- [Written exercise 1] Reproduce without change the part of the rows that opens with the line containing "where the metal" and closes with the line containing "xmin=87 ymin=59 xmax=91 ymax=71".

- [Provided passage]
+-------+
After her marriage dissolved in 1993, Jaci found her own way to Lubbock, enrolling in Tech’s Ph.D. program for counseling education. “[Giles] was the only person I knew out there,” she said. “He taught me to use a computer.”

They didn’t start dating until his marriage ended three years later. “I was afraid to date him, because we had been friends for such a long time.”

Though the video project eventually lost its funding, Giles stayed in West Texas to work at the investment firm owned and operated by his father and sister. “I felt I should learn the family business,” he said. “It wasn’t my cup of tea. I was pushing pieces of paper from one side of my desk to the other.”

Describing himself as “bored to death” in Lubbock, McCrary also earned a master’s degree in the same program as Jaci’s. In the process, he picked up a skill that would prove more germane to his future vocation as a documentarian. “That’s where I learned interviewing,” he said.
+-------+
- [Material for this task]
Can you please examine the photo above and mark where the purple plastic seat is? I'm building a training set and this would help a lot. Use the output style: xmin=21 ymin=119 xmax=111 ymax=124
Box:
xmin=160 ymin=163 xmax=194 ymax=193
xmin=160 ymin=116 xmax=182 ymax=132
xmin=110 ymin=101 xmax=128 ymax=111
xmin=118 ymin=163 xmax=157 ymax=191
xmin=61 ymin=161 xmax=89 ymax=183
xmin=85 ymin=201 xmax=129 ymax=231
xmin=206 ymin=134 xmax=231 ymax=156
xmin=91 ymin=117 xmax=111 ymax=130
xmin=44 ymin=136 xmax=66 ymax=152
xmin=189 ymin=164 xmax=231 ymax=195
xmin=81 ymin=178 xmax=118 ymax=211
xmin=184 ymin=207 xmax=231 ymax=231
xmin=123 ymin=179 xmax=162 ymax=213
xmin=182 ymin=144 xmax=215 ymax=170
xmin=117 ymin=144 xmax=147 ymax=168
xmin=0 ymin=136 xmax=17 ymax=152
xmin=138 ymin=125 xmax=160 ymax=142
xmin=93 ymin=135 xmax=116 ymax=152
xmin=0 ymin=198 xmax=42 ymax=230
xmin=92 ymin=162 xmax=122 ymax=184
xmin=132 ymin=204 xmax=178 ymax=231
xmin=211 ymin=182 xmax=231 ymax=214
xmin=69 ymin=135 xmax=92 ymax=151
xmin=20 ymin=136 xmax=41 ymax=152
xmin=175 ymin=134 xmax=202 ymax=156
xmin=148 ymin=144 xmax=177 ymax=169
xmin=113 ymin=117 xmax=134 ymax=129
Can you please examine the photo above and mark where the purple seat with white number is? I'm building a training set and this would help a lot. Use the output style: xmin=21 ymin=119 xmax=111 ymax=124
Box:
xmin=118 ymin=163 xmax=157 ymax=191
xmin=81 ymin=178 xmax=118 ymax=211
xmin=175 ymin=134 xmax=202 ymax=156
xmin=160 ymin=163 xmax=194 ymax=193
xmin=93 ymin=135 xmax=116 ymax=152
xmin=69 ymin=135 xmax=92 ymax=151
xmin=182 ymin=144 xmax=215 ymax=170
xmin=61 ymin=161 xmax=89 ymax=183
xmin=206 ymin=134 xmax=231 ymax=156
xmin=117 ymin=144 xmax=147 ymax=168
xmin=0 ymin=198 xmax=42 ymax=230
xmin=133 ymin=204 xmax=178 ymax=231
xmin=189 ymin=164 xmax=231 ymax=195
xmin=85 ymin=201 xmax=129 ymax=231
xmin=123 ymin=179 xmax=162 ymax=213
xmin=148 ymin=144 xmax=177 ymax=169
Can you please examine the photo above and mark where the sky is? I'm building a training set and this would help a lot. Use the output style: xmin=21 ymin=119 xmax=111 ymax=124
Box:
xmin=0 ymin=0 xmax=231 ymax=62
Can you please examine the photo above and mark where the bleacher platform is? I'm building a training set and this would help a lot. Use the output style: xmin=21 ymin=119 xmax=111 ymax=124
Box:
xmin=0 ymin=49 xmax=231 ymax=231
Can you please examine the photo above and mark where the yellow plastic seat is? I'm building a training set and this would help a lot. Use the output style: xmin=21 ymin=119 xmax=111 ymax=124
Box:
+-------+
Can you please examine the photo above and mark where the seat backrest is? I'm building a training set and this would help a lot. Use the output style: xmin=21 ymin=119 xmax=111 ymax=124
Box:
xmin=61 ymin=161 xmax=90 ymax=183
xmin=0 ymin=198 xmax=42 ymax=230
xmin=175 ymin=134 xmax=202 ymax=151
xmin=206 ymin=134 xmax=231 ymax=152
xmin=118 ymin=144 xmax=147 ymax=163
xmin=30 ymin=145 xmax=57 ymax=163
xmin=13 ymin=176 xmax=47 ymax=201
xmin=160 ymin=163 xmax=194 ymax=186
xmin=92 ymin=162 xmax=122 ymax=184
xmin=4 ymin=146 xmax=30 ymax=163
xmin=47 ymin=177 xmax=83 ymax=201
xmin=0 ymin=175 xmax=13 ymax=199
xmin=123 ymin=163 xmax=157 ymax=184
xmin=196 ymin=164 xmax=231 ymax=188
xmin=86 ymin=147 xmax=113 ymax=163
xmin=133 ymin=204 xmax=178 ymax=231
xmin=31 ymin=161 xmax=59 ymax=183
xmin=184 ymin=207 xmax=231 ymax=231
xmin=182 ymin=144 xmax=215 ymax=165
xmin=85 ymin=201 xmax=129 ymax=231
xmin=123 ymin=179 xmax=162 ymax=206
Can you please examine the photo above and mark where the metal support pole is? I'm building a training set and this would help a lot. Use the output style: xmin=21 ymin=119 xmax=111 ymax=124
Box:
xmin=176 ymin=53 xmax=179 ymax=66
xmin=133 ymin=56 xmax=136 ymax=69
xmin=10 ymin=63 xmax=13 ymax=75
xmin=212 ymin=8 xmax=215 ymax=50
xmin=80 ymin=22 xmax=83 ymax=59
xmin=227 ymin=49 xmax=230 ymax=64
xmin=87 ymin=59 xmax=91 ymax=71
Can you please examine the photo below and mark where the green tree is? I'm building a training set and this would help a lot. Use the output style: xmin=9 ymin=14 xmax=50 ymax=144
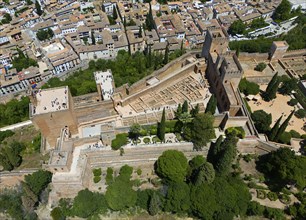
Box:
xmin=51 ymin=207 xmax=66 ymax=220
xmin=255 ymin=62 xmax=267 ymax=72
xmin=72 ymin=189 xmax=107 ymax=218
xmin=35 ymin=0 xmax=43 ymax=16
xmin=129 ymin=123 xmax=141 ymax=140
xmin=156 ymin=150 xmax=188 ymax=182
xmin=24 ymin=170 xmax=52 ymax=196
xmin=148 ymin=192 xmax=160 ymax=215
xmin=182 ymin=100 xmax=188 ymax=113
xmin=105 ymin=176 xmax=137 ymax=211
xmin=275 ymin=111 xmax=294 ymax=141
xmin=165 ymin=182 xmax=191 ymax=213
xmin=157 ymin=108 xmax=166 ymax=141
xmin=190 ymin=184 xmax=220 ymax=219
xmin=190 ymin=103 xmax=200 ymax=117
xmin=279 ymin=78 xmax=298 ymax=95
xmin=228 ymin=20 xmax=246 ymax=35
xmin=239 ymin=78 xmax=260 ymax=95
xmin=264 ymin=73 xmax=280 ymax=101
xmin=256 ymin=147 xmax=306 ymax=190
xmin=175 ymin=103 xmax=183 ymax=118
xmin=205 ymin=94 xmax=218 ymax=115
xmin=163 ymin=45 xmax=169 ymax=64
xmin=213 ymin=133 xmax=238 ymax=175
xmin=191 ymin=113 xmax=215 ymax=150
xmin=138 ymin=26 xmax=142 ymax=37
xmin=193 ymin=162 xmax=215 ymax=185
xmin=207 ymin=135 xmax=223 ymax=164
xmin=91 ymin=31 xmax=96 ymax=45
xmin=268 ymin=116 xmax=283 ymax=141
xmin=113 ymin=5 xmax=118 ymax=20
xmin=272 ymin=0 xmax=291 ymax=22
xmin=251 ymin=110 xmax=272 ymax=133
+-------+
- [Written exercise 2] Write the next part of the account of Jaci and Giles McCrary, picking up after its last sentence.

- [Reply 1]
Can you please examine the photo above and mark where the metal support pole is? I'm building a training set and this would help a lot. Use the output style: xmin=21 ymin=119 xmax=111 ymax=124
Box:
xmin=176 ymin=53 xmax=179 ymax=66
xmin=133 ymin=56 xmax=136 ymax=69
xmin=10 ymin=63 xmax=13 ymax=75
xmin=212 ymin=8 xmax=215 ymax=50
xmin=80 ymin=22 xmax=83 ymax=59
xmin=227 ymin=49 xmax=230 ymax=64
xmin=87 ymin=59 xmax=91 ymax=71

- [Reply 2]
After getting married in 1998, the couple resolved to return to Fort Worth, where they had both spent so much of their lives. In the meantime, Giles put his skills to work compiling video tributes for friends and relatives. He also received funding from General Mills to make a documentary about the city of Post in 2001.

Through his work, he had seen others using visuals to tell a story. “I had watched news editors at work,” he said. “So much of storytelling is just logic. It’s all about being empathic and understanding how things flow.”

The couple finally made the move back to Fort Worth in 2007, with Giles in semi-retirement and Jaci initially teaching at Tarleton State University before going into private practice as a counselor.

“I didn’t have any particular plans,” Giles said — until his wife introduced him to some old friends.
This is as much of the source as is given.